PROVIDED PASSAGE START

Ohio Senate says decreased gas tax still too high
Ohio Senate leaders are hinting that the House’s 10.7 cent per gallon hike in the state’s gas tax may still be too much. Gov. Mike DeWine had proposed an 18 cent jump in the gas tax to fill a more than $1 billion hole in the state’s road construction fund. The Columbus Dispatch reports that Senate President Larry Obhof of Medina said the Senate’s increase will likely be less than what the House approved. Other Senate leaders say increased funding for public transit is also not likely to be part of the Senate’s version of the bill. House lawmakers had approved $100 million for urban and rural transit agencies. The transportation budget must be approved by March 31.
Hospital reviews 48 nurses, pharmacists over dosages, deaths
The Ohio hospital system where an intensive-care doctor is accused of ordering painkiller overdoses for dozens of patients says it has made more changes at the hospital where nearly all those deaths occurred. Mount Carmel Health System said that 48 nurses and pharmacists under review have been reported to regulatory boards. It also says Mount Carmel West in Columbus has new interim clinical leadership and new leaders in its intensive care unit. Mount Carmel fired the doctor, William Husel, in December. It also publicly apologized. Husel and Mount Carmel face at least two dozen lawsuits.
DeWine doesn't think GM will revive assembly plant
Gov. Mike DeWine said it seems clear that General Motors isn't planning on making a new line of vehicles at its Lordstown assembly plant that shut down last week. Union leaders are hoping GM will agree during contract talks this summer to bring a new vehicle to the plant. DeWine told The Youngstown Vindicator that GM has given no hints about using the plant again. He also says the automaker has indicated it's talking with another company about using the site, but GM won't yet say who.

PROVIDED PASSAGE END

◆ PARTS OF THE EXERCISE ◆
A - By what date must the transportation budget be approved, according to the Ohio news briefs?
B - Extend the Ohio news briefs from the point where they stop.

MATERIAL PROVIDED START

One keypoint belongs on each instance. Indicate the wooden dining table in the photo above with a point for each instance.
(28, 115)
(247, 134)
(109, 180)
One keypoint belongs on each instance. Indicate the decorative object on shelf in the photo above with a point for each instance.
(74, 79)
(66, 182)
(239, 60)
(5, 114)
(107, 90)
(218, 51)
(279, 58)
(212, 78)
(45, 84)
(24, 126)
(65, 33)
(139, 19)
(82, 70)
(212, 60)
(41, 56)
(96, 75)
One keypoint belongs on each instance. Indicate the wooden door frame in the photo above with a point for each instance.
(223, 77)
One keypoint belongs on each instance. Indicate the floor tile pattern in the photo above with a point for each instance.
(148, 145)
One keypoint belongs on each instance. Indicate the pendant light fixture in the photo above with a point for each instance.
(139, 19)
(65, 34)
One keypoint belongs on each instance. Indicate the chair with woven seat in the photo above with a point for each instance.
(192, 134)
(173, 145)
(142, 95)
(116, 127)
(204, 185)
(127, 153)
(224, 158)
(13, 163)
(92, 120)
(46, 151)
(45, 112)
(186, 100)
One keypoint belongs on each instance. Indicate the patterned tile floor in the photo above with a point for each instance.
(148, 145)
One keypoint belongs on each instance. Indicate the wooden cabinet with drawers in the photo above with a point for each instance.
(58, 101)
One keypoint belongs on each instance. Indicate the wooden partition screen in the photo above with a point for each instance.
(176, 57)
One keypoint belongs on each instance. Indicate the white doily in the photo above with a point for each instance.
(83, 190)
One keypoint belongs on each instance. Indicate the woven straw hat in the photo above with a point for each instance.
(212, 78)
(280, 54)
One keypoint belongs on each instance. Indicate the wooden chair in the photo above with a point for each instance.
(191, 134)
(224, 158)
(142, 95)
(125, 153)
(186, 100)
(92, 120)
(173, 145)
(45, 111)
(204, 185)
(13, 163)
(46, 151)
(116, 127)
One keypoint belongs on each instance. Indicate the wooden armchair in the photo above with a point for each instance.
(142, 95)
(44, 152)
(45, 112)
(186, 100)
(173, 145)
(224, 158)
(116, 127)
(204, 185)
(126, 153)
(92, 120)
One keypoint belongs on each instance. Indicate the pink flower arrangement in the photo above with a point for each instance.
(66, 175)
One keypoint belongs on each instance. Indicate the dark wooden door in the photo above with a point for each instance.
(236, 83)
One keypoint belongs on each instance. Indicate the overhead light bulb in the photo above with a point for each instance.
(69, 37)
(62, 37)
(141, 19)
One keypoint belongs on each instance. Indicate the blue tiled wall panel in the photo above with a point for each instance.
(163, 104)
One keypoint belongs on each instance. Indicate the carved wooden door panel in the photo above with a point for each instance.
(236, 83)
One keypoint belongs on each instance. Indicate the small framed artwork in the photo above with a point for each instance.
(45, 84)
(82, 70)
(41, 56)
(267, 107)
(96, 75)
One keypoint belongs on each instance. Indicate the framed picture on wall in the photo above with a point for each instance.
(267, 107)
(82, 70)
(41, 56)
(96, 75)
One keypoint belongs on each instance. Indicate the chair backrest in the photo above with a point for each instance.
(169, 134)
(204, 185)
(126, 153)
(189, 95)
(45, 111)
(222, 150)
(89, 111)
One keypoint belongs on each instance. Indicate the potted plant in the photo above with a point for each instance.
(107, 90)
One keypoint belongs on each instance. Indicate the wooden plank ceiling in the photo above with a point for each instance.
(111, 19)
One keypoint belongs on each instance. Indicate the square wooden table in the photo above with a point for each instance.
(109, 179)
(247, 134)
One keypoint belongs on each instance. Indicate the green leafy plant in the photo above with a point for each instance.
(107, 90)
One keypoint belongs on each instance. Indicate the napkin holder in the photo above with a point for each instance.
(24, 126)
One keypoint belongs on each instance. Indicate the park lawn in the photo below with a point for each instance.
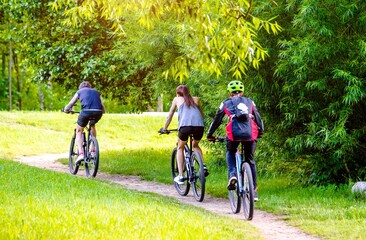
(42, 204)
(131, 145)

MATERIAL PROVIDED END

◆ ANSWERS TO THIS EXERCISE ◆
A - By March 31.

B -
Ohio's congressional map in hands of federal judges
The future of Ohio's congressional district map is in the hands of three federal judges. Testimony concluded Wednesday about a lawsuit charging that the GOP-controlled redistricting resulted in an unconstitutional partisan gerrymandering. After considering post-trial legal briefs from attorneys, the judges are expected to rule within weeks on a case that could potentially result in a change of the congressional map for 2020 elections. Their decision is likely to be appealed to the Supreme Court.
5 govenors oppose Trump plan to cut Great Lakes spending
Governors of five states oppose President Donald Trump's call for a 90 percent spending cut for a Great Lakes cleanup program. The president's 2020 budget offers $30 million for the Great Lakes Restoration Initiative, which gets $300 million most years. It removes toxic pollution, prevents algae blooms and species invasions, and restores wildlife habitat. The governors of Ohio, Michigan, Wisconsin, Pennsylvania and Illinois said Wednesday the cut would cost jobs, hurt tourism and jeopardize public health. They urged Trump and Vice President Mike Pence, a former Indiana governor, to fully fund the program.
Cleveland drug trafficking ring charged
Twenty-two people have been charged for drug trafficking in Cleveland. Authorities said the drug trafficking ring sold heroin, fentanyl and other synthetic opioids to over 300 people in Cleveland's east side. Six of the 22 are still not in custody.